### What you will do
Pull out every line below that contains the word "woman", and copy each one in full.
************
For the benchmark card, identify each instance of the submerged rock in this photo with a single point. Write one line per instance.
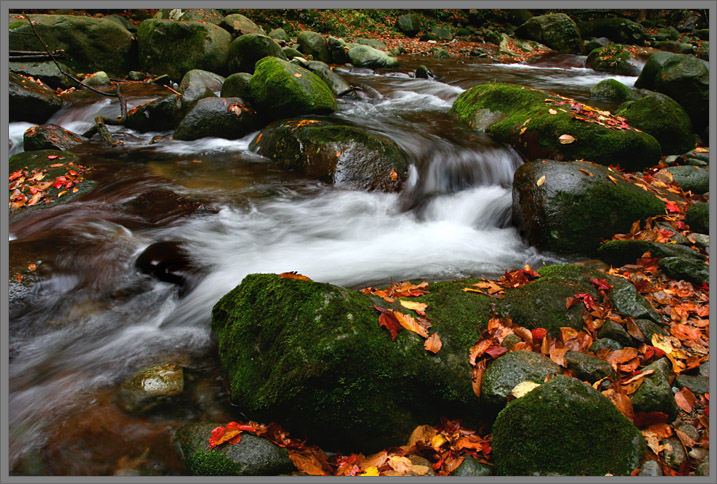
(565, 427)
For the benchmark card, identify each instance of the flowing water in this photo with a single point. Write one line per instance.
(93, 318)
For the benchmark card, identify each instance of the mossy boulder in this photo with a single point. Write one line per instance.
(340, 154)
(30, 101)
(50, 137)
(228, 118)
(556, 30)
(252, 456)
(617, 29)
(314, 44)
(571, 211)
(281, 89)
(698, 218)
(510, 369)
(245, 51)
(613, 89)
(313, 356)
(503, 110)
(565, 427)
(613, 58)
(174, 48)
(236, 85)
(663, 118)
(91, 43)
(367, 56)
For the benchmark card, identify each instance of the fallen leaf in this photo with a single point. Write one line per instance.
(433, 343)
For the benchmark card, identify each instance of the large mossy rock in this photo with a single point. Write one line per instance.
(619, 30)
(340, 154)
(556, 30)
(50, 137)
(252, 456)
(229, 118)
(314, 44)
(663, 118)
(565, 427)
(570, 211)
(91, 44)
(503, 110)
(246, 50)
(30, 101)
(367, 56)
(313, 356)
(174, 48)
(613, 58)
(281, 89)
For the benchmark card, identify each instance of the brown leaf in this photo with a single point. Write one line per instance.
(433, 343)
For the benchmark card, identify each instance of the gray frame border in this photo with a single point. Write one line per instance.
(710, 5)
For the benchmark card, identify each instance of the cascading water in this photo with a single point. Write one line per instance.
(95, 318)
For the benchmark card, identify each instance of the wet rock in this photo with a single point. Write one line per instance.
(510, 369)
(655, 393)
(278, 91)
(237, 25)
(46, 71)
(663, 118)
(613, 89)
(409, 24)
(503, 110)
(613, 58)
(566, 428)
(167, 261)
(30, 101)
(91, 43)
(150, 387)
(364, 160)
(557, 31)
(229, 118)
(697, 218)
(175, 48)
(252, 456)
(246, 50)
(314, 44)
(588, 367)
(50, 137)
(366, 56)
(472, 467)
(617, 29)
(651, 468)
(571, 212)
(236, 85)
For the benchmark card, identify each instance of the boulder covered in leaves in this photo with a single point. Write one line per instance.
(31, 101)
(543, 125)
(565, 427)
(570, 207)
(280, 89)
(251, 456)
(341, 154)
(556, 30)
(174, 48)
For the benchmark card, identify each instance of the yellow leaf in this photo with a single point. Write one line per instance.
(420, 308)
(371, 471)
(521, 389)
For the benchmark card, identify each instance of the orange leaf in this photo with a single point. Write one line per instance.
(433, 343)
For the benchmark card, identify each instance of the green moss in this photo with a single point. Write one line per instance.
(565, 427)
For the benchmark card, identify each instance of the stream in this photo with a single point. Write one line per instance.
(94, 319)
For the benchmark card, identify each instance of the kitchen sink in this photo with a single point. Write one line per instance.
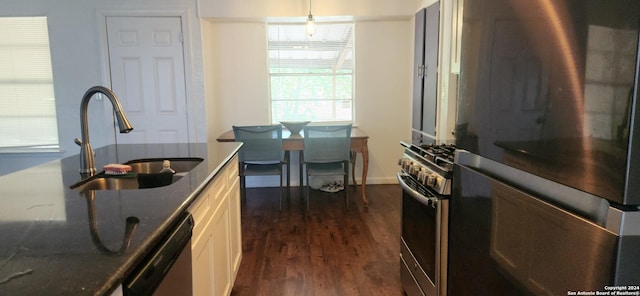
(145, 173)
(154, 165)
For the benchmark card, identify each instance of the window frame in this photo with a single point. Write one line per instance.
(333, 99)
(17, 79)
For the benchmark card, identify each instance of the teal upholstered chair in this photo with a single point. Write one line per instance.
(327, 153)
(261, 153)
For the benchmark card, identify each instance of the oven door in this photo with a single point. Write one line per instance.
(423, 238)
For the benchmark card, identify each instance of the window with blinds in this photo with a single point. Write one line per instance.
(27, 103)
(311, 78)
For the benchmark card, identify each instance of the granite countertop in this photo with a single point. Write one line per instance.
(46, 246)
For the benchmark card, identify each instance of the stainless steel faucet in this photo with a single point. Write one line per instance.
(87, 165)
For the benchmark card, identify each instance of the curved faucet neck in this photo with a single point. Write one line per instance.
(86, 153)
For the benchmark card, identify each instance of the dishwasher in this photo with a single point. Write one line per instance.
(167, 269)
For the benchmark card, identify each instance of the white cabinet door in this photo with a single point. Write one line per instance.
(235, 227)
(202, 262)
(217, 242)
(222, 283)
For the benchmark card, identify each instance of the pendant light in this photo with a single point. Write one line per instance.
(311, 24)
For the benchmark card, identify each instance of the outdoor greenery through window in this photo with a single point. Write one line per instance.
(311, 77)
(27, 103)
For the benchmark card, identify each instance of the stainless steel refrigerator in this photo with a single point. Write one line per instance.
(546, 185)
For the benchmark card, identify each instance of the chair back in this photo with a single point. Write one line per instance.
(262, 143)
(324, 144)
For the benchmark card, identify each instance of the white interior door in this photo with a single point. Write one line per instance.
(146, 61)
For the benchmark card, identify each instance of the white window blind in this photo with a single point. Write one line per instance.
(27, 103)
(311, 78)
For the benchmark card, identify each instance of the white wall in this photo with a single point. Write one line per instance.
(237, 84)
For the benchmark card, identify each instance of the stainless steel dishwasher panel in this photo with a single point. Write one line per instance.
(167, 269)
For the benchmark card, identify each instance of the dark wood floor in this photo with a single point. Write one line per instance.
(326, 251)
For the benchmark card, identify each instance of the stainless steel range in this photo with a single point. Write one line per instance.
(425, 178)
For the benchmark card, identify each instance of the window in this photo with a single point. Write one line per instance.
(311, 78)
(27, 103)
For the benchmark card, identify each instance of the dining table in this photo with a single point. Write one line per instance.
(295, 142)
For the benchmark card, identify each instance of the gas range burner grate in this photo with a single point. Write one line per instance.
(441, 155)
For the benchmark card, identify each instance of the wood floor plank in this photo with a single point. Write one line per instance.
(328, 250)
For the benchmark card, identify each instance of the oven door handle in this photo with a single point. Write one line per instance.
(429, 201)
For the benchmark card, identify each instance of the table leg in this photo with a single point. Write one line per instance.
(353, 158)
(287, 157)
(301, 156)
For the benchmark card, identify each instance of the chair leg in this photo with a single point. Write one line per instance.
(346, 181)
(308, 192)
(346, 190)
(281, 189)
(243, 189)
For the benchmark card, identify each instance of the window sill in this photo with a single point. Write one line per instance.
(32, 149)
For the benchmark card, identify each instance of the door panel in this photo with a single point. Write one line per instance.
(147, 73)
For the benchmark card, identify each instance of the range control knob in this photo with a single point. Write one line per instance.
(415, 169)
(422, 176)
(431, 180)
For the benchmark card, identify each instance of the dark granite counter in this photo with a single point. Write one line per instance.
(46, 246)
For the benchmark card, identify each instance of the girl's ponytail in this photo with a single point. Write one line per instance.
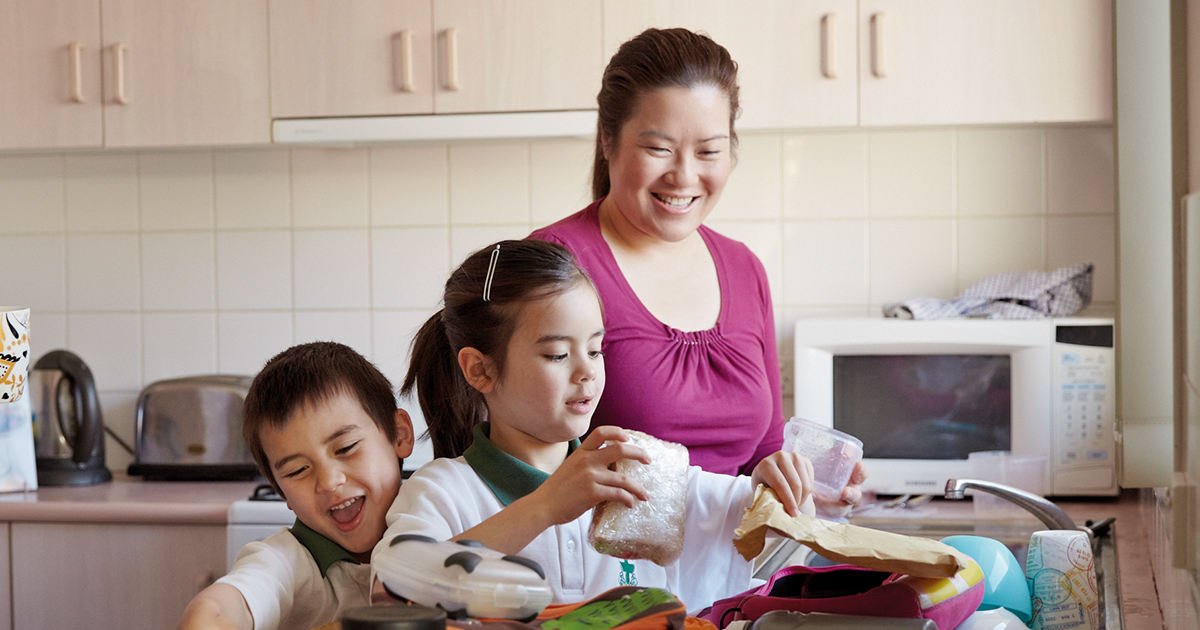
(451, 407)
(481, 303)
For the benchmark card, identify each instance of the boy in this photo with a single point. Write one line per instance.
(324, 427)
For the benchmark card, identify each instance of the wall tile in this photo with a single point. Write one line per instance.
************
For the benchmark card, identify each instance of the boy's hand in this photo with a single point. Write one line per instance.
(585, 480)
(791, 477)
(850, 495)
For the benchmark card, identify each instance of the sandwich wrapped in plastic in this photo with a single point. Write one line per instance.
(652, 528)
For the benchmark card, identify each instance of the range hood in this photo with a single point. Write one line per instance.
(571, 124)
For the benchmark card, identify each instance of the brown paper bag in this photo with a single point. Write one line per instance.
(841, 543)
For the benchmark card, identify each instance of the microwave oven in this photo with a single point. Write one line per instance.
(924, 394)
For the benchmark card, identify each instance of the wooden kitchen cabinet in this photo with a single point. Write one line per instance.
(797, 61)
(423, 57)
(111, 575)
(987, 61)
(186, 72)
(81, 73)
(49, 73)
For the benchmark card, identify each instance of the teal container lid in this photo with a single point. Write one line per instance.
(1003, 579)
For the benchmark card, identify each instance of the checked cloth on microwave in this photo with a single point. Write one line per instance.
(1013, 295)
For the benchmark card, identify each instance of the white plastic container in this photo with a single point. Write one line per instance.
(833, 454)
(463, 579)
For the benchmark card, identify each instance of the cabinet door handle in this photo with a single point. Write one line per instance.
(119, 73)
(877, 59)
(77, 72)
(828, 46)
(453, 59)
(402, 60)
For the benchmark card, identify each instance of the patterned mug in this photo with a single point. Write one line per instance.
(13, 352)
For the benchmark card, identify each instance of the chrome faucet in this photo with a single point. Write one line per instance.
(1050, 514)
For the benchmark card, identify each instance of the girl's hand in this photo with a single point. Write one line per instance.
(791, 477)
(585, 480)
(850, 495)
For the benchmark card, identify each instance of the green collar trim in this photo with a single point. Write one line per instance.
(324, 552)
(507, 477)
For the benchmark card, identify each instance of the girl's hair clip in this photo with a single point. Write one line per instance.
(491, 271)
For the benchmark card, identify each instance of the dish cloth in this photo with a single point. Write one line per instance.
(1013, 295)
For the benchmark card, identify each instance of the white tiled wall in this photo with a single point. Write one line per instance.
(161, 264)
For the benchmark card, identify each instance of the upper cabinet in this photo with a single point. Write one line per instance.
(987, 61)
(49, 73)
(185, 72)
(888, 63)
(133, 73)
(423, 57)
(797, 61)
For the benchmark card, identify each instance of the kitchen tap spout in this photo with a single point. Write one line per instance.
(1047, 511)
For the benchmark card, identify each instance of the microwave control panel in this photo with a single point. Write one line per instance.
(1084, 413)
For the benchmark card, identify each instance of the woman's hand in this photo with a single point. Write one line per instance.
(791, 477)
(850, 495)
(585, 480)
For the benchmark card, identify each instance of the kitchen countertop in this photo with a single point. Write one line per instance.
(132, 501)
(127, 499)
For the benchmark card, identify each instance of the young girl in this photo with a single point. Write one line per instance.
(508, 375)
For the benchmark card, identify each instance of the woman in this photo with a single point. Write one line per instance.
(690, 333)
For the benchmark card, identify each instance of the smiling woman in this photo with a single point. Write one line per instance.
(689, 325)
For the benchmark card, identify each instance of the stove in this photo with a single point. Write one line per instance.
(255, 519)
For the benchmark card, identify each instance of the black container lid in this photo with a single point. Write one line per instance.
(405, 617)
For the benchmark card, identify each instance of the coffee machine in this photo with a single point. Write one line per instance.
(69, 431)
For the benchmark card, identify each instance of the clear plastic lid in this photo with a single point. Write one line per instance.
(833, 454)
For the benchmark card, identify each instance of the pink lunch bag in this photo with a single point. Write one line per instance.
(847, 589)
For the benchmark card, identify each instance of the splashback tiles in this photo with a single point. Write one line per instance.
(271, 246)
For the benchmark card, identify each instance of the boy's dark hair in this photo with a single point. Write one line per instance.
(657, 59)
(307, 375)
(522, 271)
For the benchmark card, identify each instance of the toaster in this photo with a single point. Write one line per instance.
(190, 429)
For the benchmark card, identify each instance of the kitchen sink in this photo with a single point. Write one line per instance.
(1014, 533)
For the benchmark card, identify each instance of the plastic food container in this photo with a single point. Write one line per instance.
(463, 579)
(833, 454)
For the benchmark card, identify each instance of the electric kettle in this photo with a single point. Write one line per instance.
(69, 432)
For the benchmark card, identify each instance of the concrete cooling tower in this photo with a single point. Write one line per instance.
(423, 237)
************
### Reply to the exercise
For the benchmark card, identify each instance of the woman's hand in this photo with a single point. Write one line per instance.
For the benchmark card, identify each instance of the woman in this photo with a single point. Write one line per instance.
For the benchmark card, identify each instance of the smiling woman in this photo with a single point. Write one line per instance.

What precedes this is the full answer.